Rewrite the listing below, replacing "skate boot" with "ice skate" and leaving everything else unchanged.

Source data -
........
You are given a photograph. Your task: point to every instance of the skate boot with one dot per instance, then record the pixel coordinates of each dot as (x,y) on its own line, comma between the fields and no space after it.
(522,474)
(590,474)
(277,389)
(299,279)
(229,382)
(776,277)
........
Correct output -
You are given a photograph. Your task: point to every instance of the ice skate with one dot per instance, then record the pixel coordinates of each dot as (x,y) on its own line, comma between the fields and no space after it.
(522,474)
(590,474)
(277,389)
(299,279)
(229,382)
(776,277)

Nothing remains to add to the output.